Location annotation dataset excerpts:
═══

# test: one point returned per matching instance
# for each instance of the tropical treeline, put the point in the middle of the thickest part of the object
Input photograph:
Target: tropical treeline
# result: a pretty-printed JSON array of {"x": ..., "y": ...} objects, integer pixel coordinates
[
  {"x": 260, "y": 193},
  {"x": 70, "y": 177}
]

═══

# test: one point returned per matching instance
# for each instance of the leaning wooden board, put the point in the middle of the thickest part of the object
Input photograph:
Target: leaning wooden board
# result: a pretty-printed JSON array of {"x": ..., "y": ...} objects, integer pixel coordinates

═══

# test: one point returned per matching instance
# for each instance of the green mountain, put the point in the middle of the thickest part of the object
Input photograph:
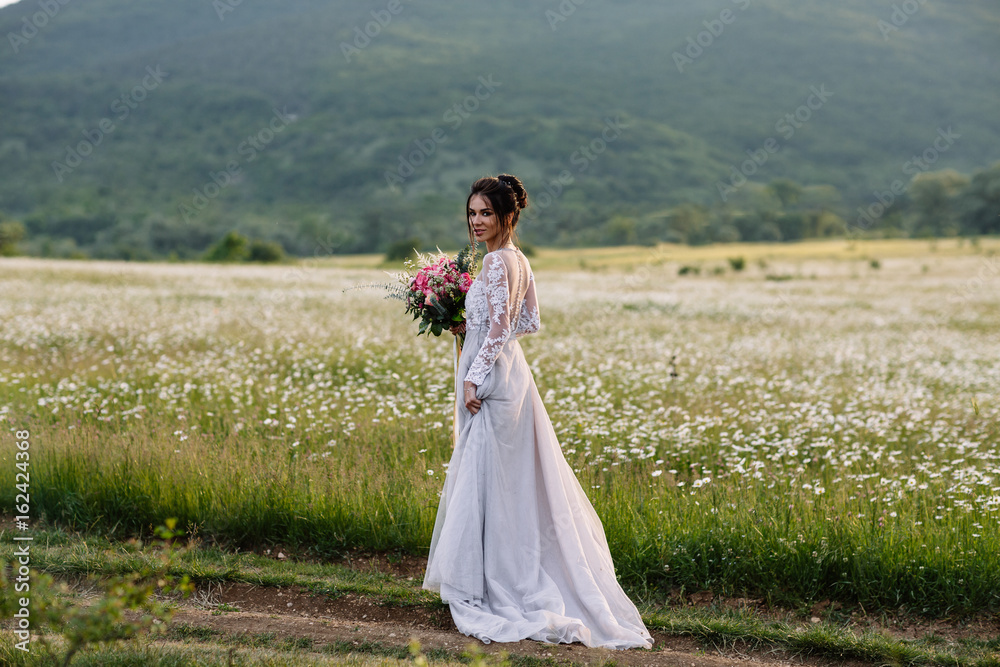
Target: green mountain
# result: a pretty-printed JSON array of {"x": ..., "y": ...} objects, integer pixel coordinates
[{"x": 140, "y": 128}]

═══

* _AIM OF THE TASK_: Pick out each line in the rows above that contains the string "wooden" and copy it. Case counts.

* _THE RESPONSE_:
# for each instance of the leaning wooden board, put the point in the middle of the thickest part of the object
Target: leaning wooden board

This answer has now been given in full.